> [TEKS BACAAN]:
* * * * * * * * *
Hadapi La Nina: Perhatikan Akses Distribusi Pangan
12 November 2021Menghadapi ancaman fenomena La Nina dan berbagai bencana seperti banjir, banjir bandang, dan tanah longsor yang terjadi di berbagai wilayah di Indonesia, stok pangan yang ada saat ini masih dianggap ada di level aman, tapi masih ada yang perlu diwaspadai.
La Nina adalah fenomena pendinginan suhu muka laut di bawah kondisi normal di Samudera Pasifik. Menurut BMKG, pendinginan ini mengurangi potensi pertumbuhan awan di Samudera Pasifik tengah dan meningkatkan curah hujan di wilayah Indonesia secara umum. Fenomena ini dapat memengaruhi produksi pangan nasional baik langsung maupun tidak langsung.
Namun menurut Suwandi, Direktur Jenderal Tanaman Pangan Kementerian Pertanian, stok pangan nasional saat ini masih cukup. Berdasarkan data Pusat Distribusi dan Akses Pangan Kementerian Pertanian, pada minggu ke-1 November 2021, ketersediaan beras nasional mencapai 8 juta ton, termasuk 1,2 juta ton di Perum Bulog. Sedangkan kebutuhan beras nasional ialah 566.488 ton per minggu.
* * * * * * * * *
> [SOAL LATIHAN]:
Tuliskan ulang kata demi kata bagian teks tentang La Nina di atas, mulai dari "Namun menurut Suwandi, Direktur" sampai dengan "ton per minggu.".
* * * * * * * * *
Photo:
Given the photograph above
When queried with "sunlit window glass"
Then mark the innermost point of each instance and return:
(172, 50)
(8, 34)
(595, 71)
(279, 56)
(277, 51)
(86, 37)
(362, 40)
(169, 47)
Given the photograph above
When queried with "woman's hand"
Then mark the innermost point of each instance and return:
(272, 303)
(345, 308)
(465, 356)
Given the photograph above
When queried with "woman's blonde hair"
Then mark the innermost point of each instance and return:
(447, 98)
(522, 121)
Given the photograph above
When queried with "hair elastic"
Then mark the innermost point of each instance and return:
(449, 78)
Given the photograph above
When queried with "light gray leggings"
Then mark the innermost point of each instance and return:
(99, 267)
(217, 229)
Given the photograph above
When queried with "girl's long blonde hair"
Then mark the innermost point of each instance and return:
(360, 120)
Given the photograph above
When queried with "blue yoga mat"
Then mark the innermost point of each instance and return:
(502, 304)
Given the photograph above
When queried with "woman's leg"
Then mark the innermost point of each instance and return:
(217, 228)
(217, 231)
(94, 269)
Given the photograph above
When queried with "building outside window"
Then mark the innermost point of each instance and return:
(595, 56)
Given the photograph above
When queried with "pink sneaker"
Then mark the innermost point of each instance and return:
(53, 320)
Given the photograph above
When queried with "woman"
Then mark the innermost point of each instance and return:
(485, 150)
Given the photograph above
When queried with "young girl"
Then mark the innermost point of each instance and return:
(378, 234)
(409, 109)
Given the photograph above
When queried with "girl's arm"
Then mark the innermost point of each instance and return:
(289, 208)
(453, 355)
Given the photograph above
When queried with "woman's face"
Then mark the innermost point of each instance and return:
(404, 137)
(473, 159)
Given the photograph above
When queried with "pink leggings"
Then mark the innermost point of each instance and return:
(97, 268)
* * * * * * * * *
> [JAWABAN TERTULIS]:
Namun menurut Suwandi, Direktur Jenderal Tanaman Pangan Kementerian Pertanian, stok pangan nasional saat ini masih cukup. Berdasarkan data Pusat Distribusi dan Akses Pangan Kementerian Pertanian, pada minggu ke-1 November 2021, ketersediaan beras nasional mencapai 8 juta ton, termasuk 1,2 juta ton di Perum Bulog. Sedangkan kebutuhan beras nasional ialah 566.488 ton per minggu.